▸ TASK DESCRIPTION:
Write out the line that contains "Pinpoint cheek in the picture.", then every following line to the end of the records below, with no other lines and no changes.

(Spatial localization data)
- Opening Delimiter -

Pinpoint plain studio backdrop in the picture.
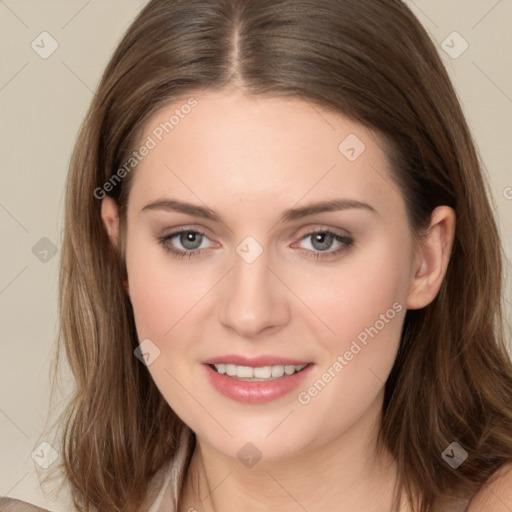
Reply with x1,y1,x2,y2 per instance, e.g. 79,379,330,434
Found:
0,1,511,510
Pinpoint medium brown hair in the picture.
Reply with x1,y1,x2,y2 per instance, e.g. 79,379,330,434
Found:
41,0,512,510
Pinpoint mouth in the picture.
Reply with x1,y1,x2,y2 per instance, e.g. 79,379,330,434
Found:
202,359,315,404
208,363,310,381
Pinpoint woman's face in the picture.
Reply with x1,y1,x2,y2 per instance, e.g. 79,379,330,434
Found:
116,91,426,461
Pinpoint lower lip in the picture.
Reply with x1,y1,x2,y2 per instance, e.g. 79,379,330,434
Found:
203,363,314,404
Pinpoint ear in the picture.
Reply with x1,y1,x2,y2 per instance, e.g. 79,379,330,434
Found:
406,205,456,310
101,196,130,296
101,195,121,248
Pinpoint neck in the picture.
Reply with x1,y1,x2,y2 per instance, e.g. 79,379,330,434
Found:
179,391,400,512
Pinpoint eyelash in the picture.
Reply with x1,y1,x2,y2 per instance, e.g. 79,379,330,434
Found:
157,228,353,261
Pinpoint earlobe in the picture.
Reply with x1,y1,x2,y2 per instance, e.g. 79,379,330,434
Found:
101,195,121,249
406,206,456,310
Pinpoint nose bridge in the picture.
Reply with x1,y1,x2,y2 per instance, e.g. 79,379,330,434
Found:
218,236,289,337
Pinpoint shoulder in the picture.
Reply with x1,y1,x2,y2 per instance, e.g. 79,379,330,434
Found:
467,464,512,512
0,498,52,511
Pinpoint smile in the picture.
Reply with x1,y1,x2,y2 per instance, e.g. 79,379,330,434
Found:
203,361,314,403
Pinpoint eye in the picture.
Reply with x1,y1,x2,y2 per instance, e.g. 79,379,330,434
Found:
157,229,214,259
294,229,353,260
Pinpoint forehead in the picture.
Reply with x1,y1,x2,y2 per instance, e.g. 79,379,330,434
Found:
127,91,401,217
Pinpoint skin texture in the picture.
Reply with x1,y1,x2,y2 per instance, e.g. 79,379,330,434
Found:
101,90,456,512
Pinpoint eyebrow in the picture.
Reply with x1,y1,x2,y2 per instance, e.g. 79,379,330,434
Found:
140,197,378,223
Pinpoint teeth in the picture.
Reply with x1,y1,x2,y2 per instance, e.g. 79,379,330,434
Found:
254,366,272,378
271,365,285,378
284,365,296,375
213,363,307,379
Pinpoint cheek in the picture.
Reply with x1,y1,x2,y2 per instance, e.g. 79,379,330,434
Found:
295,234,411,354
125,232,208,340
291,238,409,416
127,257,177,340
124,233,230,439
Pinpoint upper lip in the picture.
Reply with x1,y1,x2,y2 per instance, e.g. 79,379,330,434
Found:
203,354,312,367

- Closing Delimiter -

▸ SOLUTION BELOW:
Pinpoint cheek in the picture.
Reply with x1,y1,x2,y2 per instance, e.g. 79,379,330,434
Found:
295,234,411,354
125,232,208,340
291,238,409,416
127,257,177,340
124,233,230,439
Pinpoint upper lip in the picture.
Reply with x1,y1,x2,y2 per instance, e.g. 79,379,330,434
Found:
203,354,312,367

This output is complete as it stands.